INFORMATION GIVEN
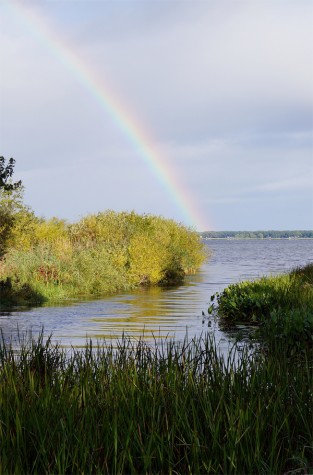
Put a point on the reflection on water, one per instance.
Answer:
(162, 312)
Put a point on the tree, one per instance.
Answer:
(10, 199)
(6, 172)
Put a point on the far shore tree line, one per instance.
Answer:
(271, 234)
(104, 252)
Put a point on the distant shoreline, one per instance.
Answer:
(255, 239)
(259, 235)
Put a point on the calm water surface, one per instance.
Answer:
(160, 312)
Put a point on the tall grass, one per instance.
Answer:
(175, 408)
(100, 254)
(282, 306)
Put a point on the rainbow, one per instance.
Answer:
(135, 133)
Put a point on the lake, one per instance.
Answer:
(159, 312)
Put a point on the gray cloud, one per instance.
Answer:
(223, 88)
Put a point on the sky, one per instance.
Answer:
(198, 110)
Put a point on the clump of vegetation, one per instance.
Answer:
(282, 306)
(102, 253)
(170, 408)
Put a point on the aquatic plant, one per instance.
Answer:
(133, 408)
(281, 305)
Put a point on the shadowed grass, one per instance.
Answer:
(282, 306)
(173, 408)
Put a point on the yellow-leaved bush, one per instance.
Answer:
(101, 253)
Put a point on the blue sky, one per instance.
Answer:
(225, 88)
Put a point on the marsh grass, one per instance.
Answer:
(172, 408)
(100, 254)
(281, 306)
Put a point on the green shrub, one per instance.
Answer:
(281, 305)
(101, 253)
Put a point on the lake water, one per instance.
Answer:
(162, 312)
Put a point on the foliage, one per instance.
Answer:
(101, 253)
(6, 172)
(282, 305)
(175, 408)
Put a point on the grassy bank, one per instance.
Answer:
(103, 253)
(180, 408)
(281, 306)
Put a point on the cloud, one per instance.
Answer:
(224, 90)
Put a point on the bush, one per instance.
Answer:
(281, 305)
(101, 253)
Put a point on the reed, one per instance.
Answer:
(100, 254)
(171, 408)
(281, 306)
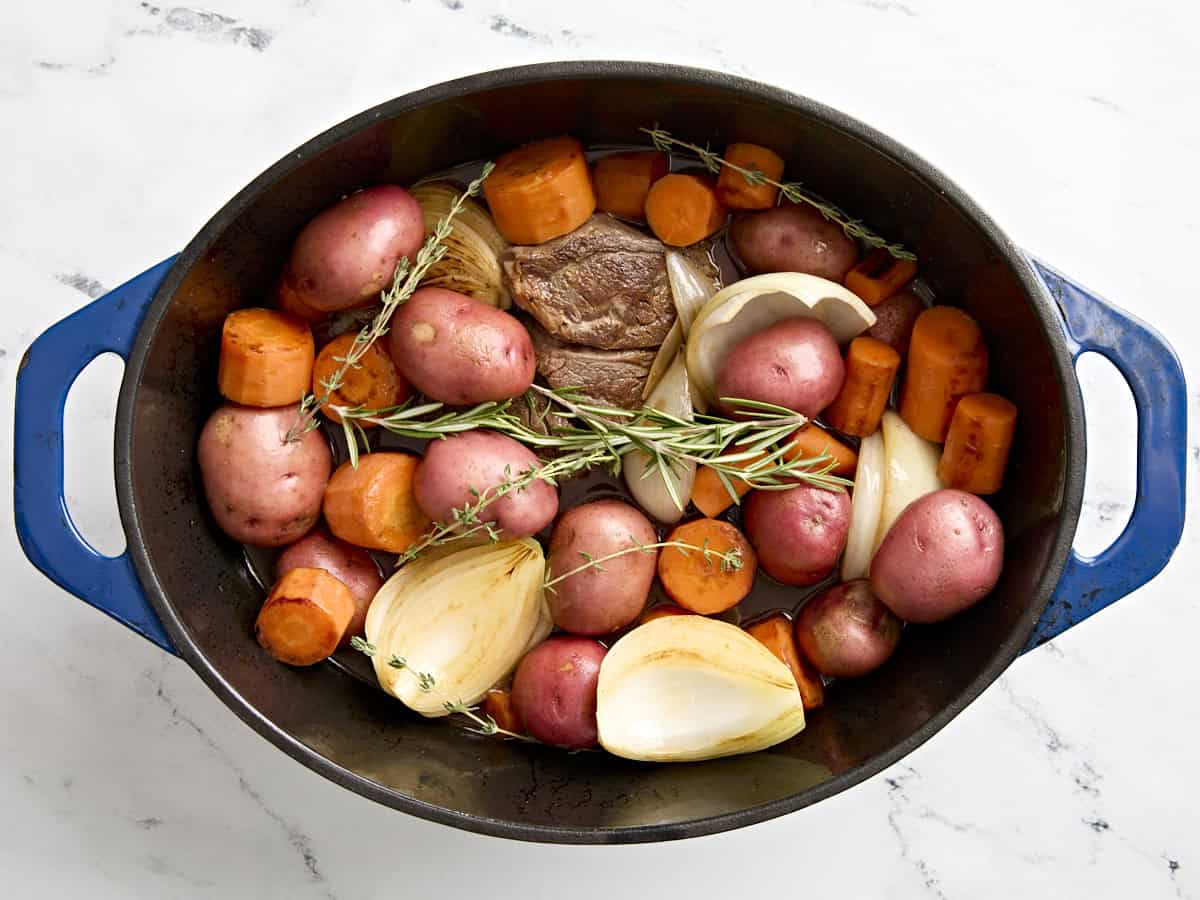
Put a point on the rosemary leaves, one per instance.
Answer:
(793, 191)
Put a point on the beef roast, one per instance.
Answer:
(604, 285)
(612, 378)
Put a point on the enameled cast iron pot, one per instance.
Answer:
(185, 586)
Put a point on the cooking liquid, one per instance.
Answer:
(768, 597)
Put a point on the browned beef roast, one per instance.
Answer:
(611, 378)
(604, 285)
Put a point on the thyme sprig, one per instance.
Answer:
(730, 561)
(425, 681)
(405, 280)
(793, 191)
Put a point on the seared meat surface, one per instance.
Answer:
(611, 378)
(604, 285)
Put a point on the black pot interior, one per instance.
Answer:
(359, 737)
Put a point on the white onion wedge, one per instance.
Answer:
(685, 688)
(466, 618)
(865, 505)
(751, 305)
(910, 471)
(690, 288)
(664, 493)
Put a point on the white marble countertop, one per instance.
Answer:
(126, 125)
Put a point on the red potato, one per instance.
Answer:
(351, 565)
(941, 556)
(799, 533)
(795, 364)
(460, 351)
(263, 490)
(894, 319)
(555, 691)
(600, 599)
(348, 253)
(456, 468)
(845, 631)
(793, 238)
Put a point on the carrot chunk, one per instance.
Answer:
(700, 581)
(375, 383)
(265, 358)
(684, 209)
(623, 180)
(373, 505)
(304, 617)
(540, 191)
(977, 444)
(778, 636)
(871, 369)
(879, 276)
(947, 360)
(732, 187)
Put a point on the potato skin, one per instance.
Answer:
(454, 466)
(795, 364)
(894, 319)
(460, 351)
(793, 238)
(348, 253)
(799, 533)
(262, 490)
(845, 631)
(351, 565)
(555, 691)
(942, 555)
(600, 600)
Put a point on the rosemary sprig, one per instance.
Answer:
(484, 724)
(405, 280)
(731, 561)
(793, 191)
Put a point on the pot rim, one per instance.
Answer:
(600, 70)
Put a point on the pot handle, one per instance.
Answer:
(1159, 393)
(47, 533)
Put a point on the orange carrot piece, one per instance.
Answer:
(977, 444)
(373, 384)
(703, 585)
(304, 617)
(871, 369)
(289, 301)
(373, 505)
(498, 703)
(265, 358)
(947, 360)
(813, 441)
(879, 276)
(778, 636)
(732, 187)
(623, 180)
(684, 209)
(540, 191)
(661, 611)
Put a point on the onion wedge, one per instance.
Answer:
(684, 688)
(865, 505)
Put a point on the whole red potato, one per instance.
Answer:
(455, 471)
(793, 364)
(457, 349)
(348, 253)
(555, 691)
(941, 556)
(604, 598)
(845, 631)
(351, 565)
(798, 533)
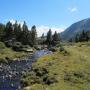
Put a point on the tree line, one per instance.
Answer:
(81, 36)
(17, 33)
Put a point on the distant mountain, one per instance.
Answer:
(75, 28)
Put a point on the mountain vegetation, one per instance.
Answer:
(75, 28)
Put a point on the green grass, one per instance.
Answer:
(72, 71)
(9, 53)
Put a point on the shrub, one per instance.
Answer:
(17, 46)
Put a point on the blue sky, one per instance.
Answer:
==
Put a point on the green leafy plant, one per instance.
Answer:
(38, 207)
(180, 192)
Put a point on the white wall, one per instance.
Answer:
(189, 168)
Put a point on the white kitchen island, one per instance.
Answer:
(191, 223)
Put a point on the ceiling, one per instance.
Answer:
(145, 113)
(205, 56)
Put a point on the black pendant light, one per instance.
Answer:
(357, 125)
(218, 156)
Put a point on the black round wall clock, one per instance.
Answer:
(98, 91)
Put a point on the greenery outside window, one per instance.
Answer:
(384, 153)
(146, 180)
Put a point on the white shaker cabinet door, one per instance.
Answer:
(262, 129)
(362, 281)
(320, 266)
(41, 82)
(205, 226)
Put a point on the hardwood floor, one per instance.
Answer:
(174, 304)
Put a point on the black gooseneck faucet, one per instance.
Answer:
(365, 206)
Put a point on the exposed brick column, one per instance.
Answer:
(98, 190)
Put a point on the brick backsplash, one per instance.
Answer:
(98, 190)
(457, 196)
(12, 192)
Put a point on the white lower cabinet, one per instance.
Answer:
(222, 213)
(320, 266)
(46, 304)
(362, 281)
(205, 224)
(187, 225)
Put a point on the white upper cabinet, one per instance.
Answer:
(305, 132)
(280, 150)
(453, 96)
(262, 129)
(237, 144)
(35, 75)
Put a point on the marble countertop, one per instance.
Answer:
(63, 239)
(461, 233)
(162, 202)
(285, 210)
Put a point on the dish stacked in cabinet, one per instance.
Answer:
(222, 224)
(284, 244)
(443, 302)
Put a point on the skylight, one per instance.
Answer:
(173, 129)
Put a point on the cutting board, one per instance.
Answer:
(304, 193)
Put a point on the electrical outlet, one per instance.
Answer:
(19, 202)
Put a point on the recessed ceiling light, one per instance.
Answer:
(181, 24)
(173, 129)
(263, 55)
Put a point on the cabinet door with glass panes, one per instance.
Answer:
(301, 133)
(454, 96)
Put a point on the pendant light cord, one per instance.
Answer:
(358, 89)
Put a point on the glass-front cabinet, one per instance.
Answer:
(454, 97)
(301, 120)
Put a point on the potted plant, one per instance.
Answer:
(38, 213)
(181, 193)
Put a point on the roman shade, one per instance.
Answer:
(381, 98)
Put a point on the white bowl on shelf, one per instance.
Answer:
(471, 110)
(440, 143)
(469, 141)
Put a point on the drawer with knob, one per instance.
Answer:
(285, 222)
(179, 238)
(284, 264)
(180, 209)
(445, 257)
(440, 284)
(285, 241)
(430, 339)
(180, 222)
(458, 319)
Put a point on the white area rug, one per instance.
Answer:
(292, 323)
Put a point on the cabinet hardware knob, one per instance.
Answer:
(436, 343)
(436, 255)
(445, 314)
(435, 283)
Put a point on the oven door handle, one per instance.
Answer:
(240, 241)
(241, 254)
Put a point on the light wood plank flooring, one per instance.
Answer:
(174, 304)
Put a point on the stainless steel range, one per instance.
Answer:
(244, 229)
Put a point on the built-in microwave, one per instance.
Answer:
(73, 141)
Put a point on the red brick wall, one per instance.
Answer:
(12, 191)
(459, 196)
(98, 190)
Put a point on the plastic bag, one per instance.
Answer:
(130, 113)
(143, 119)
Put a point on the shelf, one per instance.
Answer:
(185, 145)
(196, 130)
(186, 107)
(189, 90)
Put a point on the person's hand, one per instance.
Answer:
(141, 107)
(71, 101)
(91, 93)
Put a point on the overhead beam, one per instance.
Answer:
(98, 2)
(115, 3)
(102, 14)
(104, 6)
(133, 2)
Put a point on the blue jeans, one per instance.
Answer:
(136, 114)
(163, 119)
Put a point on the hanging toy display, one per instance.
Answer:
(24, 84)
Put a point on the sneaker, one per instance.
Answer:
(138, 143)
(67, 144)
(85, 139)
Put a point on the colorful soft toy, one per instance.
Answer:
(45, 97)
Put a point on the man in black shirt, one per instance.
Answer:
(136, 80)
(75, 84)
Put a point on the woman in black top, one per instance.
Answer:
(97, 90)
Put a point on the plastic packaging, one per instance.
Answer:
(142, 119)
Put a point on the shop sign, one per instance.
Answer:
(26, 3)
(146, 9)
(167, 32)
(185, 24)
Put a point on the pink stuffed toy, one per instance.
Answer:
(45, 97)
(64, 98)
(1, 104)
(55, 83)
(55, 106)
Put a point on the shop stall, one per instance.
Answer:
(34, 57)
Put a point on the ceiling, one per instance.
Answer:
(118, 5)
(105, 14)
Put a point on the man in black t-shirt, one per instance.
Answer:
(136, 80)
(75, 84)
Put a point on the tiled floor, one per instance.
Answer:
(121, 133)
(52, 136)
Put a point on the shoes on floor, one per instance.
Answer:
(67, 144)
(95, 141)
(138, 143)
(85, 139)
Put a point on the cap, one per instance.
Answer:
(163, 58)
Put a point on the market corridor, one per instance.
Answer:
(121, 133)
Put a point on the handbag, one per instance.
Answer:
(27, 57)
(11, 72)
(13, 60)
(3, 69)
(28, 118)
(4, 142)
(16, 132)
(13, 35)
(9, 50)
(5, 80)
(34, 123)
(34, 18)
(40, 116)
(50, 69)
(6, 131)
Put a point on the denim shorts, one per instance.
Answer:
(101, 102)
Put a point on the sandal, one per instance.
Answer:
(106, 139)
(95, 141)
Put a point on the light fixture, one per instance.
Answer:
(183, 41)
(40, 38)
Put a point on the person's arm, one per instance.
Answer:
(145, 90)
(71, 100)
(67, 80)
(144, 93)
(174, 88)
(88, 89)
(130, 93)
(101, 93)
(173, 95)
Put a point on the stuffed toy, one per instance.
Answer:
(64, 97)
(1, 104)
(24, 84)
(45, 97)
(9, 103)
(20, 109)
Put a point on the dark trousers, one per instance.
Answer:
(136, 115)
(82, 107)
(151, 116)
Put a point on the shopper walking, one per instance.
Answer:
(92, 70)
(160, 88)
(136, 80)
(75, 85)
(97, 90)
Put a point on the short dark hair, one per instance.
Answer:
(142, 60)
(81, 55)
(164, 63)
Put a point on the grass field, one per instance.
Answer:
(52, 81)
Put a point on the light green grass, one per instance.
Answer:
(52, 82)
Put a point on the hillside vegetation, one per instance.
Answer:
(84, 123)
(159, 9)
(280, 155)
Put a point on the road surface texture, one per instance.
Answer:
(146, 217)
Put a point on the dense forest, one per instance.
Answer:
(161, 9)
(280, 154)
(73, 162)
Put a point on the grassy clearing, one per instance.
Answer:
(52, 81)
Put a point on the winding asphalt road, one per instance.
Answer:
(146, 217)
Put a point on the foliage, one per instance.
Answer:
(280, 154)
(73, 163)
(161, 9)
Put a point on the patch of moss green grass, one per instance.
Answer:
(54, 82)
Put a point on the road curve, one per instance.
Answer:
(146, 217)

WORK TO BE COMPLETED
Copy the lines above exactly, beginning at the line that has "Put a point on the plastic packaging, one" and stopping after the line that has "Put a point on the cap, one per instance.", and omit the rest.

WRITTEN ANSWER
Put a point on the plastic packaging, one per instance.
Answer:
(142, 119)
Put a point on the shop sign, one per instance.
Answer:
(26, 3)
(146, 9)
(167, 32)
(185, 24)
Put a point on the pink stuffed toy, one per instance.
Answer:
(45, 97)
(64, 98)
(1, 104)
(55, 83)
(55, 106)
Put a point on the shop stall, one per instance.
Answer:
(34, 57)
Put a point on the ceiling, one per instance.
Answer:
(118, 5)
(105, 14)
Put a point on the man in black t-shirt, one per instance.
Answer:
(136, 80)
(75, 84)
Put a point on the tiled floor, one per instance.
Answer:
(121, 133)
(52, 136)
Put a point on the shoes on floor, one per instance.
Answer:
(67, 144)
(95, 141)
(138, 143)
(85, 139)
Put a point on the cap, one per instance.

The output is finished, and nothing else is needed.